• Arbeitsaufträge:
a – Schreiben Sie aus dem Text über die Deutsche Presse-Agentur die Passage ab, die bei den Worten „Rudi Dutschke, der“ beginnt und nach „Chefredaktor der DPA.“ endet.
b – Nennen Sie alles, was laut dem Text über die Deutsche Presse-Agentur auf dem Bild im Eingangsbereich zu sehen ist.
c – Setzen Sie den Text über die Deutsche Presse-Agentur nach seinem letzten Satz fort.

--- Ausgangstext ---

Die Deutsche Presse-Agentur hat eine grosse Deutungsmacht. Ihrem Anspruch, sachlich und neutral zu berichten, wird sie nicht immer gerecht.
Im Berliner Hauptsitz der Deutschen Presse-Agentur wird man gleich mit einem Verbrechen konfrontiert. Auf einem Bild im Eingangsbereich sind zwei Schuhe zu sehen, die auf dem Asphalt liegen, daneben Kreidemarkierungen, im Hintergrund Schaulustige und Polizisten. Der «SDS-Ideologe Rudi Dutschke», so vermeldete die DPA am 11. April 1968, sei von einem noch unbekannten Täter angeschossen worden.
Rudi Dutschke, der ein ambivalentes Verhältnis zu Gewalt pflegte, überlebte den Anschlag knapp. Die Schlagzeile mit dem wohl eher abwertend gemeinten Wort «Ideologe» findet der heutige DPA-Chefredaktor Sven Gösmann problematisch. «So würden wir das heute wohl nicht mehr formulieren», sagt er, während er die Besucher hereinbittet. Gösmann ist 58, er hat für die «Welt am Sonntag» und die «Bild»-Zeitung gearbeitet, die Dutschke einst als Staatsfeind markierte. Seit 2014 ist er Chefredaktor der DPA.

--- Erfasste Daten ---

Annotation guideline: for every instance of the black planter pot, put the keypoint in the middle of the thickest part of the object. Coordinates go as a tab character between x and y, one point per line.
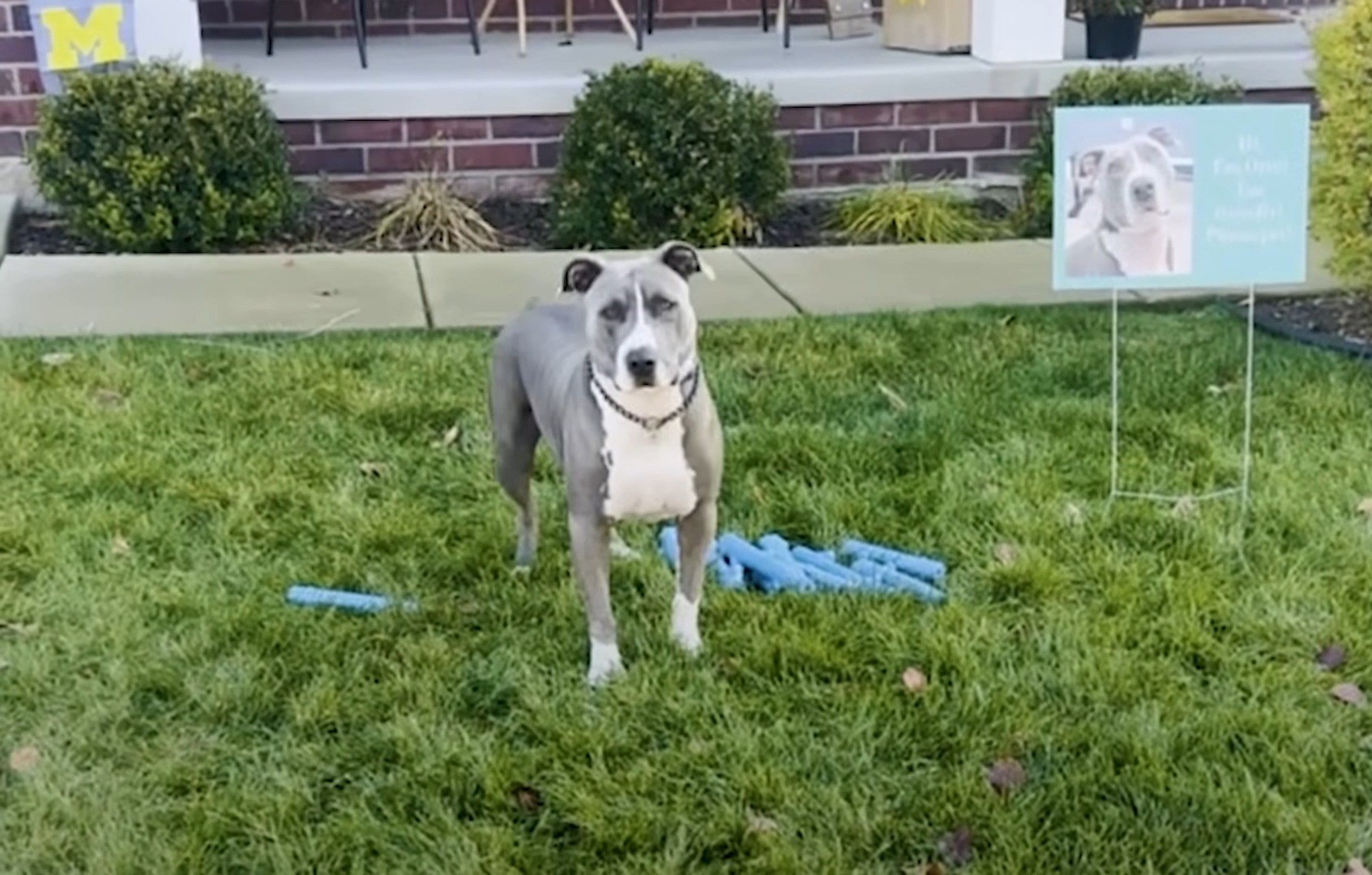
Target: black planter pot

---

• Lösungen:
a –
Rudi Dutschke, der ein ambivalentes Verhältnis zu Gewalt pflegte, überlebte den Anschlag knapp. Die Schlagzeile mit dem wohl eher abwertend gemeinten Wort «Ideologe» findet der heutige DPA-Chefredaktor Sven Gösmann problematisch. «So würden wir das heute wohl nicht mehr formulieren», sagt er, während er die Besucher hereinbittet. Gösmann ist 58, er hat für die «Welt am Sonntag» und die «Bild»-Zeitung gearbeitet, die Dutschke einst als Staatsfeind markierte. Seit 2014 ist er Chefredaktor der DPA.

b – zwei Schuhe auf dem Asphalt, Kreidemarkierungen, Schaulustige, Polizisten

c –
Eine Reaktion auf die Goebbels-Propaganda
Drinnen im Gebäude ist es auffällig ruhig, die Sessel in den grün beleuchteten Fernsehstudios sind verwaist, am Tresen in der Kaffeebar steht einsam ein eingerahmtes T-Shirt von Jogi Löw. Nur im Newsroom herrscht ein wenig Betrieb. «Geheimpapier enthüllt sadistische Hamas-Methode», so lauten die Schlagzeilen auf den Bildschirmen, «Hochwasser bremst Arbeitsmarkt in Bayern aus».
Auch wenn es nicht so scheint, gehört die DPA-Gruppe zu den grössten und mächtigsten Medienhäusern Deutschlands. Sie beschäftigt weltweit über 1300 Angestellte, von ihnen sind – «je nach Lesart», wie es Gösmann ausdrückt – 800 bis 1000 Journalisten. Diese arbeiten an 137 Standorten, allein in Deutschland gibt es 54 DPA-Büros.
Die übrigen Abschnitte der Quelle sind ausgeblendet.